(Object position labeling entries)
/---

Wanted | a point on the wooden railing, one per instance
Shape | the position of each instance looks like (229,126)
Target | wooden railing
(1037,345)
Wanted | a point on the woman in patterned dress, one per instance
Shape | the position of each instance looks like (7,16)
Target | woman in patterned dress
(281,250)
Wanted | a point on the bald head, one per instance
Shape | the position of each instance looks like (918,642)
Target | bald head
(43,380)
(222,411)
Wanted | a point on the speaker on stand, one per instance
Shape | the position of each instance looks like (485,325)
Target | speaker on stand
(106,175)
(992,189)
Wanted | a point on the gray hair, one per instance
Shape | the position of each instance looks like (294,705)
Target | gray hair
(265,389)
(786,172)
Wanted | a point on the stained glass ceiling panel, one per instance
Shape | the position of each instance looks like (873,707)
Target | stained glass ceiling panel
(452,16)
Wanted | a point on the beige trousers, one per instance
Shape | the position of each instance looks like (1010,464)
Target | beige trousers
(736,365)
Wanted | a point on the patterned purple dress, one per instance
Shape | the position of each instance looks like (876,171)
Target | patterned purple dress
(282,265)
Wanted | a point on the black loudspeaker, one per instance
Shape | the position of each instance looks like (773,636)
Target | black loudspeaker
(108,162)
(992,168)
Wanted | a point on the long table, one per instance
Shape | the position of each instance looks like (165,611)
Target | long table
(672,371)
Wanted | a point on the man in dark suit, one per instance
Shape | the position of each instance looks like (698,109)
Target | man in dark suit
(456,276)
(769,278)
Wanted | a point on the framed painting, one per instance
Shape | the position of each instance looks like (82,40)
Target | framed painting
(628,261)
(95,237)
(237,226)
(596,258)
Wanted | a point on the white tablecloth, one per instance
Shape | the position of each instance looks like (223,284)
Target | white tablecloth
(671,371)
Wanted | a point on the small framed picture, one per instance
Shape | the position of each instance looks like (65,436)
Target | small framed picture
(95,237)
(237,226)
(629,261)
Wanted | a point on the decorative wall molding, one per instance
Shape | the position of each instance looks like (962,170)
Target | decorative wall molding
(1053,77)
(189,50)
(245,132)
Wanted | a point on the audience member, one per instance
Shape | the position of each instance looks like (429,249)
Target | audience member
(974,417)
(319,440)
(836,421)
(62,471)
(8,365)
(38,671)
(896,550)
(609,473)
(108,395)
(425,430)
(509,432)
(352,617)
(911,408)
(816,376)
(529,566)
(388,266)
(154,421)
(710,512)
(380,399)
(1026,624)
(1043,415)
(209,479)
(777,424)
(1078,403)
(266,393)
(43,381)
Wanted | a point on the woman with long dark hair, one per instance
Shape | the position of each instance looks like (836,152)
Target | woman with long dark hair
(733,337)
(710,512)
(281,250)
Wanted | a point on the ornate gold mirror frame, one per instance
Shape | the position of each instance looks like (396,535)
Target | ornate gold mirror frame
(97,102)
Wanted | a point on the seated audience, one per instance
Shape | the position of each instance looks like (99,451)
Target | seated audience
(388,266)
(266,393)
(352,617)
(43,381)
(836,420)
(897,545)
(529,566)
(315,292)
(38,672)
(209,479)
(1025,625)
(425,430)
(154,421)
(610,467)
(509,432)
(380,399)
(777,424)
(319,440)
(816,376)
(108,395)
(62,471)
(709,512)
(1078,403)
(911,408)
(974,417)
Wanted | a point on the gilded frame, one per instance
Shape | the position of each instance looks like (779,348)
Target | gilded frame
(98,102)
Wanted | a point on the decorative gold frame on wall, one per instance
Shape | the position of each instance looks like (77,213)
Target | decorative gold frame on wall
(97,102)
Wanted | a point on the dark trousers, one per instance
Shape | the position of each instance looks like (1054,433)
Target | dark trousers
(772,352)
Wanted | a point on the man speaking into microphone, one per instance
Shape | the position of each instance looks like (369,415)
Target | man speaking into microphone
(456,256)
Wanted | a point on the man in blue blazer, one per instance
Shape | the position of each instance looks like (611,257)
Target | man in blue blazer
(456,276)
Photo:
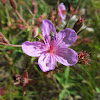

\---

— Task prompt —
Please copy the part of the entries that opens with the line containing "Wanted | a point on the decorative gold" and runs through the end of the entries, with both ends included. Leave the pictures out of your answer.

— Written answer —
Wanted | a point on the decorative gold frame on wall, one per instance
Shape | the position of each instance looks like (77,213)
Target | decorative gold frame on wall
(97,102)
Wanted | a point on the dark trousers, one per instance
Shape | the position of each instance looks like (1054,433)
Target | dark trousers
(772,352)
Wanted | a point on the man speaking into microphone, one per instance
Shape | the position of each instance looks like (369,415)
Target | man speaking into microphone
(456,256)
Wanted | a point on the man in blue blazer, one per instance
Shape | the position of each instance looks like (611,257)
Target | man in blue blazer
(456,276)
Photo:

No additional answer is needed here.